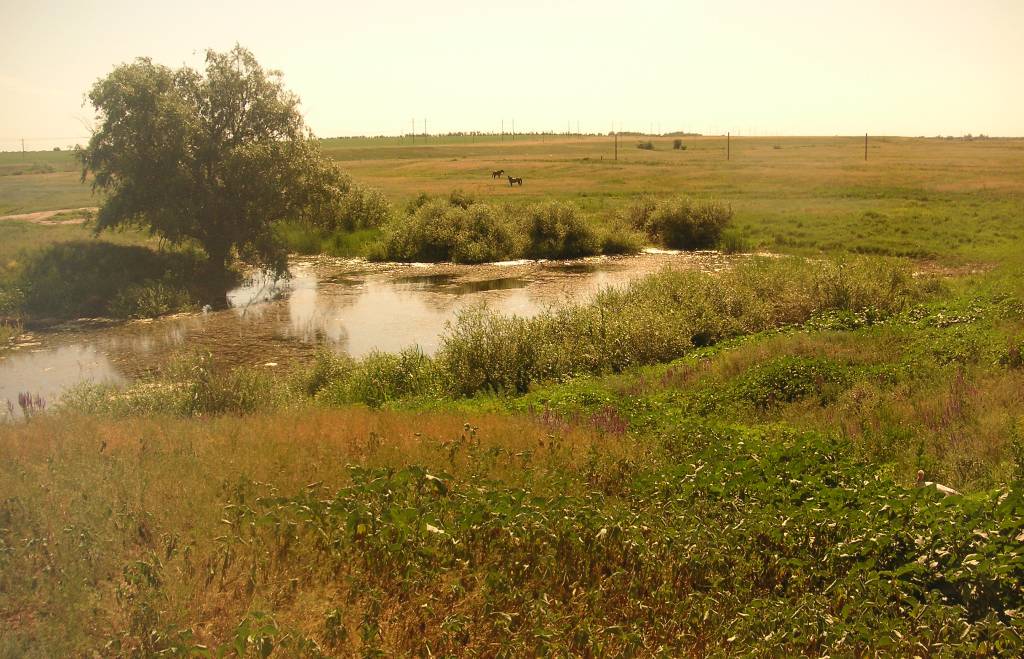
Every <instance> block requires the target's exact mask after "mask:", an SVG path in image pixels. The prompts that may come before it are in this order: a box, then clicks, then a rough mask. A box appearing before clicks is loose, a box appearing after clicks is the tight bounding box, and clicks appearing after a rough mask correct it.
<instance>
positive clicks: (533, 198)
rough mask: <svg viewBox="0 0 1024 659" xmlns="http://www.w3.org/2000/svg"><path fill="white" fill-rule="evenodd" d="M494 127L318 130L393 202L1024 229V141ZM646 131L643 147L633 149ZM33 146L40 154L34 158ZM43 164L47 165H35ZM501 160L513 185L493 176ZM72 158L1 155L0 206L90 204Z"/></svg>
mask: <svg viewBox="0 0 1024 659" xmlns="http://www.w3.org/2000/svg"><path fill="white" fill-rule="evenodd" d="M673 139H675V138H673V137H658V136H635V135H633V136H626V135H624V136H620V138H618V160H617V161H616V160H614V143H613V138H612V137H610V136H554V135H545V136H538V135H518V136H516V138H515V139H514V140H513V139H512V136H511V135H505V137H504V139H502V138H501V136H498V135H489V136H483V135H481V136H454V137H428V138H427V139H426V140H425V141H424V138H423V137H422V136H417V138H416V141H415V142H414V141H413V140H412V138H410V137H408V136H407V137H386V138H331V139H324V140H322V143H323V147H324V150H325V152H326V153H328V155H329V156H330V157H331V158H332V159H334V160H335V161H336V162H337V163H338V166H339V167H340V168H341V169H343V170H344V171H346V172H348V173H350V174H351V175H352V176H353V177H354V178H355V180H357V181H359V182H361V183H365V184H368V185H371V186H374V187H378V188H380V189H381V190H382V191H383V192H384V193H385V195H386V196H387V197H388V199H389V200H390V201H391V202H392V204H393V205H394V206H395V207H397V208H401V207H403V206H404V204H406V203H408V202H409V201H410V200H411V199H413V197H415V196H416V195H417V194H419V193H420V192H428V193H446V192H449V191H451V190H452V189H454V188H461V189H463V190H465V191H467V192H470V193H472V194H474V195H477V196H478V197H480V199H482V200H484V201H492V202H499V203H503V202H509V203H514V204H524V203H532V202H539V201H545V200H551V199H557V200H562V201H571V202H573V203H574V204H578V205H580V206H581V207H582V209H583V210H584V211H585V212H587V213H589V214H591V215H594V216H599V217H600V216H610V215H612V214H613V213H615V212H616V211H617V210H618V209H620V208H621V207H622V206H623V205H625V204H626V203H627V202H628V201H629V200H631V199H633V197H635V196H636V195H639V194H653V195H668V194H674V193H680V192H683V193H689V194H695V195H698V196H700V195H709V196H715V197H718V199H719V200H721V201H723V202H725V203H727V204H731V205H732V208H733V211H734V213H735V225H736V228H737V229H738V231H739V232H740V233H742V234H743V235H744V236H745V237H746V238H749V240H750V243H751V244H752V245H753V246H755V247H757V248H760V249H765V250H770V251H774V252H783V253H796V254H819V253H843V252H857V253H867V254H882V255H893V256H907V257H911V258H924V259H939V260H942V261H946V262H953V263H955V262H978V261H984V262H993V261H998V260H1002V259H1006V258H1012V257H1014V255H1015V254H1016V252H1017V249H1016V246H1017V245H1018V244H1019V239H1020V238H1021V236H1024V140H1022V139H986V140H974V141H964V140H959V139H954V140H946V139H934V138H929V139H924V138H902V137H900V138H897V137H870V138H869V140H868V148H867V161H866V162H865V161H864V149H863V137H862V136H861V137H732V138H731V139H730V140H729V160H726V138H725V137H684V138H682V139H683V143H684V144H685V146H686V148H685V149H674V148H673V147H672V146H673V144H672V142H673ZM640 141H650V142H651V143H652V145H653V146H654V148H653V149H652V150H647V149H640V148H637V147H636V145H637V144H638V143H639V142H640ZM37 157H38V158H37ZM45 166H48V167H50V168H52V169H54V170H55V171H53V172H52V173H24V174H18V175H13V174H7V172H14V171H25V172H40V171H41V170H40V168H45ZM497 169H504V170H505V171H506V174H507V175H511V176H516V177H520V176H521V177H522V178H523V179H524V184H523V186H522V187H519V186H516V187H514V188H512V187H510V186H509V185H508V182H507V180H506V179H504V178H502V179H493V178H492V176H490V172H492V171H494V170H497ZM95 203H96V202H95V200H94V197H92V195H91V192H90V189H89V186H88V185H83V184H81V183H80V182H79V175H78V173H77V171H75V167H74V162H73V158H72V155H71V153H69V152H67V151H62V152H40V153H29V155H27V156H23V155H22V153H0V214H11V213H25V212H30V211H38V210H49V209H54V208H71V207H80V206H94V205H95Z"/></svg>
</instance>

◆ **Activity**:
Could you rewrite the records from their start up to and including the line with "positive clicks: (533, 198)", swapping "box" for "rectangle" and changing nothing else? Leave the pictures out.

◆ **Response**:
Every <instance> block requires the target's exact mask after "mask:", an SVG path in image pixels. The prompts that may come before it are in this order: a rectangle, then clicks, then a rough mask. A rectangle appearing before clicks is loose, a rectangle appearing after clicks is the tight bounding rectangle, and clicks appearing after a rough mask correct it.
<instance>
positive clicks: (533, 198)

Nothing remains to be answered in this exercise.